This is cool. Any pointers on how you built this?

  • freakynit 9 days ago

    Hey, thanks...

    Almost all the major work is done by sqlite (packaged as wasm binary), with second most by Papaparse library. I just joined these two and put up a decent web ui on top. The only manual thing done by me is schema parsing, which is based on first 1000 rows, and downloading functionality.

    • nbbaier 8 days ago

      How are you doing the schema parsing?

      • freakynit 8 days ago

        (1.) Since this is a javascript environment, the types are pretty minimal and just one of each top level type (unlike languages like java or C, which, for example, clould have int, float, double, etc. for just one `number` top-level type). These, here, in javascript, are: number, string, boolean, object, null/undefined.

        (2.) Then I use `typeof` operator for each field to determine appropriate javascript type.

        (3.) Then, I map these javascript types to sqlite types using this mapping:::

        const typeMapping = { 'number': 'REAL', 'string': 'TEXT', 'boolean': 'INTEGER', 'object': 'TEXT', 'undefined': 'TEXT' };

        (4.) Then, I generate create table sql's fields declaration part. This also handles an edge case where if first 1000 rows (used for schema generation) of a particular field are all null/undefined, I default to using sqlite's TEXT type using this:::

        const columns = fields.map(field => `'${field}' ${typeMapping[columnTypes[field]] || 'TEXT'}`);

        (5.) Finally, I create sqlite table:::

        const createTableSQL = `CREATE TABLE data (${columns.join(', ')});`;

        db = new SQL.Database();

        db.run(createTableSQL);

        Thanks..

==============================

What you will do:
A – Repeat the passage of the forum thread that begins with the words containing "Hey, thanks..." and ends with "appropriate javascript type.".
B – According to the forum thread, which SQLite type are JavaScript boolean values mapped to?

==============================

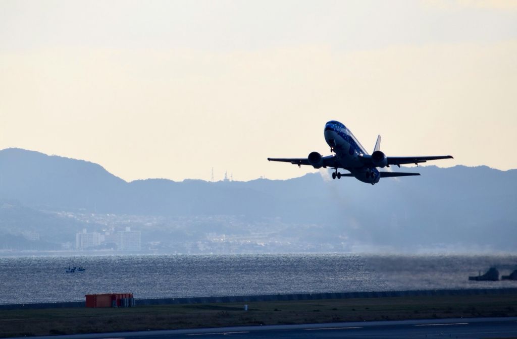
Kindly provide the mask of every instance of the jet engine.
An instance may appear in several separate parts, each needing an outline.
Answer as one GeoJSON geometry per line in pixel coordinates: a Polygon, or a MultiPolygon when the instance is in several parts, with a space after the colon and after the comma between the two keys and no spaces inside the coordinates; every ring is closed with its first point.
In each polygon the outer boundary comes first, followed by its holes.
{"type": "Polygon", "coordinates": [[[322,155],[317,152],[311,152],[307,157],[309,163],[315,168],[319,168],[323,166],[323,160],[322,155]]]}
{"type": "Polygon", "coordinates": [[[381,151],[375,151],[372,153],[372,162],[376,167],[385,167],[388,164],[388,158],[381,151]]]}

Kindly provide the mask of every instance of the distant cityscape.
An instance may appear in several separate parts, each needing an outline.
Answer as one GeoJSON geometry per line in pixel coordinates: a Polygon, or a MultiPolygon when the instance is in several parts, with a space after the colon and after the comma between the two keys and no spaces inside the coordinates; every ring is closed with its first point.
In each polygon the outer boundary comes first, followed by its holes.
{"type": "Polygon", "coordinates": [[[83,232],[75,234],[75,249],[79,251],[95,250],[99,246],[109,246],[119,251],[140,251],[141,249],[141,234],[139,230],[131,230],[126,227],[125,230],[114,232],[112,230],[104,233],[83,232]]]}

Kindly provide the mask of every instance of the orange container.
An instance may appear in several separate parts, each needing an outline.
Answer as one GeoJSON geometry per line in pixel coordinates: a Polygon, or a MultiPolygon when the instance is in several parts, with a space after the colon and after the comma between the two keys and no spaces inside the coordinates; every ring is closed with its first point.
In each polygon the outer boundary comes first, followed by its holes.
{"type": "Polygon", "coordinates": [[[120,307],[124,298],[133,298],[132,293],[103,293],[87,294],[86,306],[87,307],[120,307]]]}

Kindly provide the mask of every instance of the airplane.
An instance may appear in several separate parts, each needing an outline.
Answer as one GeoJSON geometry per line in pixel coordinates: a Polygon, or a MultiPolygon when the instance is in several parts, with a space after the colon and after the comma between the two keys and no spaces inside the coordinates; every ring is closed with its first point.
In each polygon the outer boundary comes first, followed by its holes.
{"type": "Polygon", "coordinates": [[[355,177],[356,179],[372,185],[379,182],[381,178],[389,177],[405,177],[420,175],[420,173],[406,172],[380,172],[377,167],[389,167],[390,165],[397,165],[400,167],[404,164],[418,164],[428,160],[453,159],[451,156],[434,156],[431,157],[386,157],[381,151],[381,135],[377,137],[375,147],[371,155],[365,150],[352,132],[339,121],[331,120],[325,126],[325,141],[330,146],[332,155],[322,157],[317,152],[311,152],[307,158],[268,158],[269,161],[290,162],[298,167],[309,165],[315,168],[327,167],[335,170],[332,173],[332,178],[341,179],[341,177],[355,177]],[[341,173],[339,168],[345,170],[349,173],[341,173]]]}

==============================

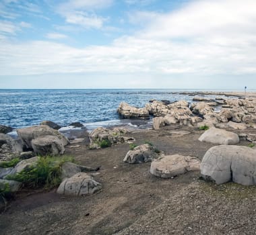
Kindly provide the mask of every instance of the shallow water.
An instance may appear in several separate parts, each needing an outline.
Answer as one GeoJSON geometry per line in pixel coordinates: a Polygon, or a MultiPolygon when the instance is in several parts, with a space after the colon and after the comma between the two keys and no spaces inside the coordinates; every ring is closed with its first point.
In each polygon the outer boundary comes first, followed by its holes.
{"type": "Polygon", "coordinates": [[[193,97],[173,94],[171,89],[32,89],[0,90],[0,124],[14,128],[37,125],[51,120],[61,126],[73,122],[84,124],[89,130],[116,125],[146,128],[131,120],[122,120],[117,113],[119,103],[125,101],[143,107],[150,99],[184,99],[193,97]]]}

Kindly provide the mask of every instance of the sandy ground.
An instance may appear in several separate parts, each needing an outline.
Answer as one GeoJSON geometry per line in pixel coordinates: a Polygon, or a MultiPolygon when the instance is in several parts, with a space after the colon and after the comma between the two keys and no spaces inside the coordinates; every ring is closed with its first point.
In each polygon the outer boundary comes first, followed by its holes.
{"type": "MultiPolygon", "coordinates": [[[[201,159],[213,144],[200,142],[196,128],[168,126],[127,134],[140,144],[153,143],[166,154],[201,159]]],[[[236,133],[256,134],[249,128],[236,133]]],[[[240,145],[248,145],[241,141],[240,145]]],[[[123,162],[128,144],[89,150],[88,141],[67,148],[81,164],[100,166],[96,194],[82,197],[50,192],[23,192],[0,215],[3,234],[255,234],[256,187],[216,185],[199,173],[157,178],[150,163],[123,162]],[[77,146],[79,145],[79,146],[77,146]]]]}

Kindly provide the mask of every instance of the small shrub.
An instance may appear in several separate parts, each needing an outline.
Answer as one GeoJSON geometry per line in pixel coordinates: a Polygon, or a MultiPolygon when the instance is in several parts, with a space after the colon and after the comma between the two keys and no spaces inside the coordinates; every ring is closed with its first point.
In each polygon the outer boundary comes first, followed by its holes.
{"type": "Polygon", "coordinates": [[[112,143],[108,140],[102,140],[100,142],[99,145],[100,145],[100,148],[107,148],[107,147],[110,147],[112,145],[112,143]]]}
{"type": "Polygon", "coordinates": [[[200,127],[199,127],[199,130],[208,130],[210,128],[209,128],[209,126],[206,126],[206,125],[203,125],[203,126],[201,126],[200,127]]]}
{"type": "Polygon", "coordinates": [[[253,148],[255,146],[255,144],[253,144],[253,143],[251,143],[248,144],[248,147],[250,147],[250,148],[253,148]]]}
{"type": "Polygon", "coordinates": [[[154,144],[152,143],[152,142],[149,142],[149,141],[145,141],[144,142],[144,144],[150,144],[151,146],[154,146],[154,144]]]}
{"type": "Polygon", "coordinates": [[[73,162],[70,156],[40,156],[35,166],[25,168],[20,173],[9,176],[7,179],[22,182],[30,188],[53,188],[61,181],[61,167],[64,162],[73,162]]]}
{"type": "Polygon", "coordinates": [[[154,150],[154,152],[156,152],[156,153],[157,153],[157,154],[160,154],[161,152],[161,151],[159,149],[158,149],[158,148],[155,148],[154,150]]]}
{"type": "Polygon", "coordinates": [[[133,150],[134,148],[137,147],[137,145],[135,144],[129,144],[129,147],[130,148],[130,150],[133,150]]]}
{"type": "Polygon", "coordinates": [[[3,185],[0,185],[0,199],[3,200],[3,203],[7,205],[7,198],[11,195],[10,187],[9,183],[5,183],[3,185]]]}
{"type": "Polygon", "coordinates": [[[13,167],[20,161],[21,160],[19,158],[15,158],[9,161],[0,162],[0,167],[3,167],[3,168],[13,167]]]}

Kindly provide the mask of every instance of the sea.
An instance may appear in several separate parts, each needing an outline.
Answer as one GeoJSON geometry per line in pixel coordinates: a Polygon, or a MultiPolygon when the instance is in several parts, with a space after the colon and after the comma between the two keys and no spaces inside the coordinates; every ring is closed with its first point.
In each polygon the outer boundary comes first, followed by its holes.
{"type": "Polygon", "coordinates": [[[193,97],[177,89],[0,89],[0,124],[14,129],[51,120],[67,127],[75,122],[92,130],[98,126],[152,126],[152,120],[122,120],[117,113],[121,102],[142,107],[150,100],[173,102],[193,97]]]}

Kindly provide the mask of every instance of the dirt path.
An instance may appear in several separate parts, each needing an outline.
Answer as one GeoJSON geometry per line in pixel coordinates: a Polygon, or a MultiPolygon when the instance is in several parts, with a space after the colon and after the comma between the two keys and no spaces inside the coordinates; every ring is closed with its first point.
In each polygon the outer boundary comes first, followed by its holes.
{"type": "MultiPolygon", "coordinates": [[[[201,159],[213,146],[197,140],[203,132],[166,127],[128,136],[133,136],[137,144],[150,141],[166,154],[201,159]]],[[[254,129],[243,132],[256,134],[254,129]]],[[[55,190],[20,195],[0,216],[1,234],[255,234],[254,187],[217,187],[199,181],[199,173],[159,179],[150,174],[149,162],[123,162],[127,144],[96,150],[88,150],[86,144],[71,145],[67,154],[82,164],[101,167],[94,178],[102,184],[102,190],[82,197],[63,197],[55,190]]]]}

==============================

Answers for this exercise:
A –
Hey, thanks...

    Almost all the major work is done by sqlite (packaged as wasm binary), with second most by Papaparse library. I just joined these two and put up a decent web ui on top. The only manual thing done by me is schema parsing, which is based on first 1000 rows, and downloading functionality.

    • nbbaier 8 days ago

      How are you doing the schema parsing?

      • freakynit 8 days ago

        (1.) Since this is a javascript environment, the types are pretty minimal and just one of each top level type (unlike languages like java or C, which, for example, clould have int, float, double, etc. for just one `number` top-level type). These, here, in javascript, are: number, string, boolean, object, null/undefined.

        (2.) Then I use `typeof` operator for each field to determine appropriate javascript type.

B – INTEGER